#### TASK MATERIAL ####

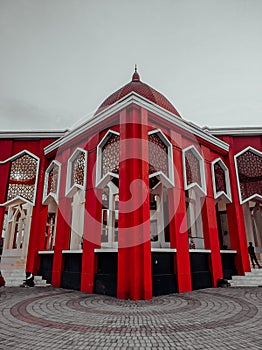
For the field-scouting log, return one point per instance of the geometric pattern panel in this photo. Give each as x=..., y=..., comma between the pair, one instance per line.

####
#### TASK MATERIAL ####

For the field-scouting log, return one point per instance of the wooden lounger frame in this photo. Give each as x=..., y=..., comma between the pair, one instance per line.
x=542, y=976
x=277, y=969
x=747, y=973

####
#### TASK MATERIAL ####

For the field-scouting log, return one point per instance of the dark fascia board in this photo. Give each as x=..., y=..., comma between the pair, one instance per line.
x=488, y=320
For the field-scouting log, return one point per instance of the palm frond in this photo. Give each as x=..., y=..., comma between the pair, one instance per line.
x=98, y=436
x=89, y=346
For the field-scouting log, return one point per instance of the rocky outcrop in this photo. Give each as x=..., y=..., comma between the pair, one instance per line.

####

• [YOUR GOAL] Once you find the line with "of the palm" above, print it and every line after it up to and including the line with "of the rocky", exactly as written and nothing else.

• [ANSWER TO THIS EXERCISE]
For the field-scouting log, return one point per instance of the palm frond in this photo. Give each as x=..., y=..., comma between the pair, one instance per line.
x=98, y=436
x=89, y=346
For the field-scouting log, return one point per instance of the rocky outcrop in this photo. Give each as x=..., y=..., comma between the pair, one instance per line.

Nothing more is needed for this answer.